### 原文节选
•••

Date: Mon Jul 16 16:18:38 CST 2018

In Category: NoCategory

Description：

在线询问区间逆序对数。

$1\le n \le 50000$

Solution：

能不用 $map$ 一定不要用！！！

预处理出 $f[i][j]$ 表示从 $i$ 块的开头开始到第 $j$ 个位置的逆序对数，可以用树状数组处理， $c[i][j]$ 表示前 $i$ 块小于等于 $j$ 的数的个数。

询问时只用考虑前面零散的之间和后面的产生的逆序对，把后面零散的插入树状数组中，中间整块的直接查询 $c$ 数组即可。

Code：


#include<algorithm>

#include<iostream>

#include<cstdlib>

#include<cstdio>

#include<cmath>

#include<map>

#include<cstring>

using namespace std;

int n,m;

#define MAXN 50010

int a[MAXN];

//block

#define MAXB 240

int L[MAXB],R[MAXB],tot,belong[MAXN];

inline void build(int l,int r,int k)

{

	L[k] = l;R[k] = r;

	for(register int i = l;i <= r;++i)belong[i] = k;

	return;

}

//BIT

struct BIT

{

	int c[MAXN];

	pair<int,int> s[MAXN];

	int top;

	BIT(){memset(c,0,sizeof(c));top = 0;}

	inline int lowbit(int x){return x&(-x);}

	inline void add(int p,int k){s[++top] = make_pair(p,k);for(register int i = p;i <= n;i += lowbit(i))c[i] += k;return;}

	inline void dec(int p,int k){for(register int i = p;i <= n;i += lowbit(i))c[i] -= k;return;}

	inline int query(int p){int res = 0;for(register int i = p;i >= 1;i -= lowbit(i))res += c[i];return res;}

	inline void reset(){while(top > 0){dec(s[top].first,s[top].second);--top;}return;}

}l;

//discritise

int s[MAXN],cur = 0;

int p[MAXN];

bool cmp(int x,int y){return a[x] < a[y];}

int c[MAXB][MAXN],f[MAXB][MAXN];

inline int read()

{

	register int res = 0;

	register char c = getchar();

	while(!isdigit(c))c = getchar();

	while(isdigit(c))

	{

		res = (res << 1) + (res << 3) + c - '0';

		c = getchar();

	}

	return res;

}

int main()

{

	n = read();

	for(register int i = 1;i <= n;++i)a[i] = read();

	tot = sqrt(n);

	for(register int i = 1;i <= tot;++i)build((i - 1) * tot + 1,i * tot,i);

	if(tot * tot < n){build(R[tot] + 1,n,tot + 1);++tot;}

	for(register int i = 1;i <= n;++i)s[i] = i;

	sort(s + 1,s + 1 + n,cmp);

	for(register int i = 1;i <= n;++i)

•••

### 已给数据
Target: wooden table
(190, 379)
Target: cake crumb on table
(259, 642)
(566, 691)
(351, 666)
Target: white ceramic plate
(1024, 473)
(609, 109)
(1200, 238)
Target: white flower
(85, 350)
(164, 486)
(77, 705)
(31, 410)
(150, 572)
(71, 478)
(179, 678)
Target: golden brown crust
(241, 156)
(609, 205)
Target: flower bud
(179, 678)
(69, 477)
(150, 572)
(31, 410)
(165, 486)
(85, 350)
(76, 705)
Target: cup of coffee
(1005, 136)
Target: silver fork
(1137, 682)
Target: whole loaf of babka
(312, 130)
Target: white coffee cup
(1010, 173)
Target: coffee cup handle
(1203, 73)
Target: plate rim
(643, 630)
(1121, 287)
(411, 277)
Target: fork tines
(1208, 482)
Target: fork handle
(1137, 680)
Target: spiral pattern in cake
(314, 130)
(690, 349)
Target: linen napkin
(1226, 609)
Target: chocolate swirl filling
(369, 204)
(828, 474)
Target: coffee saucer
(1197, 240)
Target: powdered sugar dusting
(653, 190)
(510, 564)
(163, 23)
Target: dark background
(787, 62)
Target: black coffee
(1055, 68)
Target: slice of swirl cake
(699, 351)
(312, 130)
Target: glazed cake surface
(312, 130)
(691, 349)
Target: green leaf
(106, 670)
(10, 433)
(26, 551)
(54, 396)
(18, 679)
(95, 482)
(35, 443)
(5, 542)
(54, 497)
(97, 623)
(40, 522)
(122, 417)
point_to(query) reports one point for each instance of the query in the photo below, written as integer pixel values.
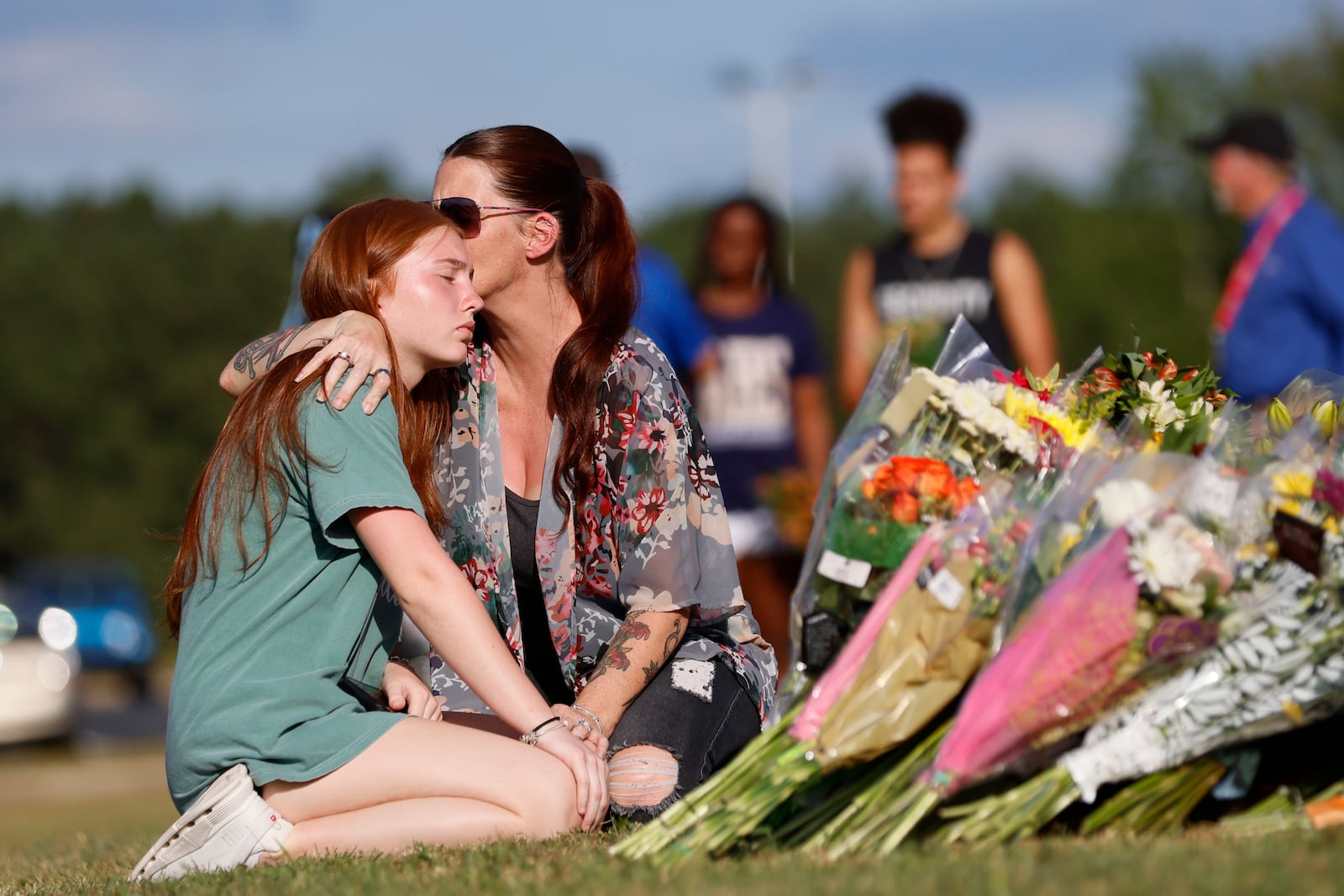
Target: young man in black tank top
(938, 266)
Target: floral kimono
(655, 531)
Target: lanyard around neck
(1247, 266)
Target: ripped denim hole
(645, 783)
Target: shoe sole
(206, 804)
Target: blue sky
(260, 100)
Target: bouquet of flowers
(937, 438)
(1284, 667)
(1173, 406)
(1149, 595)
(925, 637)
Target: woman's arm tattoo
(617, 658)
(266, 352)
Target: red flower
(1105, 379)
(905, 508)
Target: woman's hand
(407, 694)
(360, 347)
(582, 727)
(589, 768)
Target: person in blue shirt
(1283, 308)
(765, 411)
(665, 311)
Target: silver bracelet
(541, 731)
(591, 716)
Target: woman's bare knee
(643, 778)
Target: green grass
(107, 810)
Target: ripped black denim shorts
(698, 711)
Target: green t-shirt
(261, 652)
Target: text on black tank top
(925, 296)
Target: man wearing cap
(1283, 308)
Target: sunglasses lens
(463, 212)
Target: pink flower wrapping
(1059, 669)
(847, 665)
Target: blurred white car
(38, 676)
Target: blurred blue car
(108, 605)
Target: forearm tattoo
(617, 658)
(264, 354)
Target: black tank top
(539, 658)
(925, 296)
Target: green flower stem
(1159, 802)
(871, 806)
(851, 783)
(1012, 815)
(743, 779)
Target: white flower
(1164, 563)
(1189, 602)
(1120, 501)
(1153, 392)
(1159, 409)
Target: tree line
(121, 308)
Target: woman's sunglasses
(467, 214)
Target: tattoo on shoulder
(264, 354)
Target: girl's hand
(407, 694)
(582, 727)
(360, 347)
(589, 768)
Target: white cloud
(62, 86)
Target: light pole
(768, 114)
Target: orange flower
(932, 479)
(1106, 379)
(905, 508)
(965, 492)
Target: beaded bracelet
(591, 716)
(554, 723)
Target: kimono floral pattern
(655, 532)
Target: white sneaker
(228, 825)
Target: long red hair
(349, 266)
(533, 168)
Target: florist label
(844, 570)
(945, 589)
(1299, 542)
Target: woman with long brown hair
(584, 501)
(273, 598)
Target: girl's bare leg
(433, 783)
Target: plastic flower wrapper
(932, 641)
(1095, 496)
(934, 439)
(1151, 595)
(779, 763)
(1278, 661)
(864, 438)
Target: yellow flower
(1021, 407)
(1294, 484)
(1290, 506)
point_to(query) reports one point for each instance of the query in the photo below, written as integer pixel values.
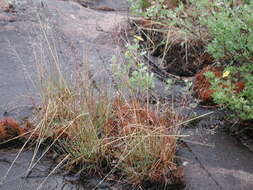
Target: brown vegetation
(9, 128)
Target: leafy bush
(229, 40)
(231, 29)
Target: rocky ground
(89, 30)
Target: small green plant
(140, 78)
(233, 92)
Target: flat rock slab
(216, 160)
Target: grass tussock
(132, 139)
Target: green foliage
(229, 25)
(231, 30)
(140, 78)
(227, 93)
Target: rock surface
(213, 159)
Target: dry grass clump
(142, 141)
(92, 128)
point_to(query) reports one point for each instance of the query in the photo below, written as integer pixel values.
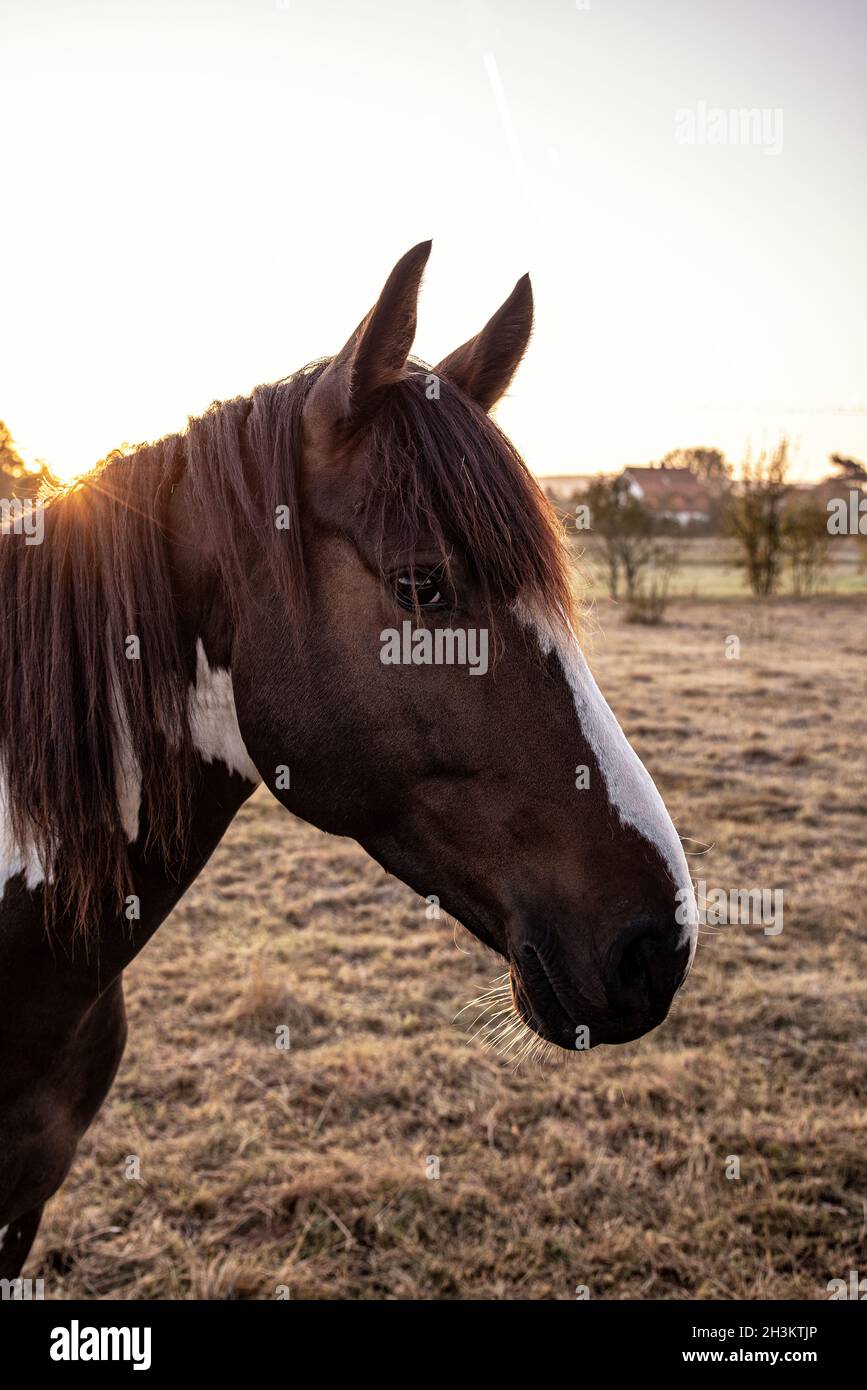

•••

### 练习题目 A
原文节选中，题目给出的 n 的取值范围是什么？
### 练习题目 B
列出原文节选的代码中用 #include 引入的所有头文件。
### 练习题目 C
把原文节选中从“In Category: NoCategory”到“块小于等于 $j$ 的数的个数。”的部分原样照录下来。
作答时用不到上面给出的数据。

### 最终答案 A
$1\le n \le 50000$

### 最终答案 B
algorithm、iostream、cstdlib、cstdio、cmath、map、cstring

### 最终答案 C
In Category: NoCategory

Description：

在线询问区间逆序对数。

$1\le n \le 50000$

Solution：

能不用 $map$ 一定不要用！！！

预处理出 $f[i][j]$ 表示从 $i$ 块的开头开始到第 $j$ 个位置的逆序对数，可以用树状数组处理， $c[i][j]$ 表示前 $i$ 块小于等于 $j$ 的数的个数。